◆ **Problem statement**: All of the entries must be output exactly as they are.

=-=-=

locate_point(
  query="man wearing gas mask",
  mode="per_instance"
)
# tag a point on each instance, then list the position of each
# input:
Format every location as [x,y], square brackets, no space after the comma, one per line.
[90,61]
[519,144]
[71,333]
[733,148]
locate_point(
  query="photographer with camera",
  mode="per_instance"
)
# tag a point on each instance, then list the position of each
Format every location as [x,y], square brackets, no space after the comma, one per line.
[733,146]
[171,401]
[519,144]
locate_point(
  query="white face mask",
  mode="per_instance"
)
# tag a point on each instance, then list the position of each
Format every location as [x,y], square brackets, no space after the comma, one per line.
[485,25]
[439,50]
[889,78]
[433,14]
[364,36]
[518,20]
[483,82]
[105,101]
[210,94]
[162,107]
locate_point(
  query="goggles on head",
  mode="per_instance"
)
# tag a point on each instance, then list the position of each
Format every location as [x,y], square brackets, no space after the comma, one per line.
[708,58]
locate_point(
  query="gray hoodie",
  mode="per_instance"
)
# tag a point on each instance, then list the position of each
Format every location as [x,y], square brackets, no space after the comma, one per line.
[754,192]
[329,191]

=-=-=

◆ **Solution for this exercise**:
locate_point(
  query="man wearing gas mask",
  mode="per_instance"
)
# tag a point on each instance, then list the position of each
# input:
Format every location as [x,y], square brackets, no space after the comma, one per line.
[90,61]
[519,144]
[71,333]
[733,148]
locate_point(
  query="photographer with camera",
  mode="per_instance"
)
# tag a point on each instance, then list the position of each
Format every location as [x,y], square brackets, no space after the comma, one per line.
[733,146]
[171,401]
[519,144]
locate_point(
  query="white face mask",
  mode="per_instance"
)
# tag a point on each instance, then list the position of each
Format every location as [x,y], square brackets, no space after the comma, one per line.
[485,25]
[439,50]
[889,78]
[433,14]
[364,36]
[518,20]
[483,82]
[105,101]
[210,94]
[162,107]
locate_point(
  query="goggles on head",
  mode="per_instance"
)
# tag a point on each instance, then list the position of each
Format every location as [x,y], square brackets, no space after the comma, one per line.
[708,58]
locate_point(
  query="gray hoodie",
  mode="per_instance"
)
# tag a point on each instance, then list the position of each
Format every location as [x,y], square brackets, no space after the comma, one per line.
[754,192]
[329,191]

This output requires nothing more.